An Excerpt from Jim Conrad's
Naturalist Newsletter of October 27, 2008
issued from the Yucatán

HUANO PALM

Huano Palm, Thatch Palm, SABAL YAPA

Above you see an eight-ft-tall palm common around here, SABAL YAPA. Sabal species are recognized by North Americans as the palmetto palms so typical of the US Deep South. Here the Maya refer to Sabal yapa as Huano (WAN-oh). Most of the palm's fronds in the picture have been removed because people here use them for thatching roofs.

When identifying palms a point to keep in mind is that the vast majority of palm species fall neatly into one of two broad groups: the fan palms, whose leaf segments radiate from the top of the leaf stem, or petiole, forming a ± circular blade, and; the feather-leaved or pinnate palms, such as the Coconut Palm, whose leaf segments arise from a rachis passing through the center of a long leaf blade, like pinnae arising from the rachis of a feather

Palmettos are regarded as fan palms, even though their blades don't fit the fan-palm pattern exactly.

Huano Palm, Thatch Palm, SABAL YAPA

Above you can see how the Huano's petiole, shooting up from the lower right, continues a bit up through the blade, but grows narrow fast, and soon piddles into a little droop, resulting in the frond being ± circular in outline but with an asymmetrical crease in the middle. Palmetto blades suggest a transition phase between fan palms and feather-leaved palms. Palm blades exhibiting this curious midrib behavior are said to be "costapalmate," and this costapalmateness makes palmettos easy to distinguish from other fan palms in the field. Palmettos are also distinguished from other fan palms by their blade stems, or petioles, NOT bearing spines.

■ Dataset records:
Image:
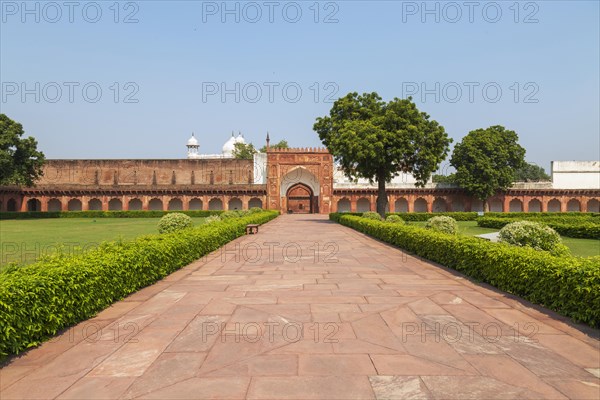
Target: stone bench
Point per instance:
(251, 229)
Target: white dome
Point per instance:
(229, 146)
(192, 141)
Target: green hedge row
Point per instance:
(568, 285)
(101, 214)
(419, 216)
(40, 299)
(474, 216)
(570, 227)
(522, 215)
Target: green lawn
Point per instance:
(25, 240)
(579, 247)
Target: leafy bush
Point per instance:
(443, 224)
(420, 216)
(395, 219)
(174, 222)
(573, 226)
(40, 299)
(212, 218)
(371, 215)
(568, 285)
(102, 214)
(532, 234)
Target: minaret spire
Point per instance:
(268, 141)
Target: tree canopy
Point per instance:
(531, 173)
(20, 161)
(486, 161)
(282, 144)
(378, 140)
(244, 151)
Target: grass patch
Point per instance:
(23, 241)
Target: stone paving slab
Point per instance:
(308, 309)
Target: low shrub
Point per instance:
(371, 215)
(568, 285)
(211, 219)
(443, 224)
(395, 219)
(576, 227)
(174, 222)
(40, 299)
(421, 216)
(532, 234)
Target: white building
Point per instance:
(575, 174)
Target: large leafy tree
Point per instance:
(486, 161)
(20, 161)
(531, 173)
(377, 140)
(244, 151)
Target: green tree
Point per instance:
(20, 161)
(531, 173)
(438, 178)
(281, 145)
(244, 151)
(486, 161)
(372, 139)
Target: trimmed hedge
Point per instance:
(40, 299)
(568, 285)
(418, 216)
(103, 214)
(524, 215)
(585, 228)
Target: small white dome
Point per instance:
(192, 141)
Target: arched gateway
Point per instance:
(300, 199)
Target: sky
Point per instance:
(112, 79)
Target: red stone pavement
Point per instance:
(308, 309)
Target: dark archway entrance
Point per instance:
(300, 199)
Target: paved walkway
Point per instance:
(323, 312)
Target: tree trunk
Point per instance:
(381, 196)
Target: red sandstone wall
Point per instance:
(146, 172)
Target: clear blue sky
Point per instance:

■ COMPLETE THE FOLLOWING:
1. From the Huano palm newsletter excerpt, return the passage between "Above you see" and "for thatching roofs.", inclusive.
2. In the Huano palm newsletter excerpt, what name do the Maya use for Sabal yapa?
3. Using the Huano palm newsletter excerpt, explain why most of the fronds have been removed from the palm in the picture.
Please rely only on the Huano palm newsletter excerpt, not the listing.

■ TASK-BY-TASK OUTPUTS:
1.
Above you see an eight-ft-tall palm common around here, SABAL YAPA. Sabal species are recognized by North Americans as the palmetto palms so typical of the US Deep South. Here the Maya refer to Sabal yapa as Huano (WAN-oh). Most of the palm's fronds in the picture have been removed because people here use them for thatching roofs.

2. Huano (pronounced WAN-oh).

3. Most of the fronds were removed because people there use them for thatching roofs.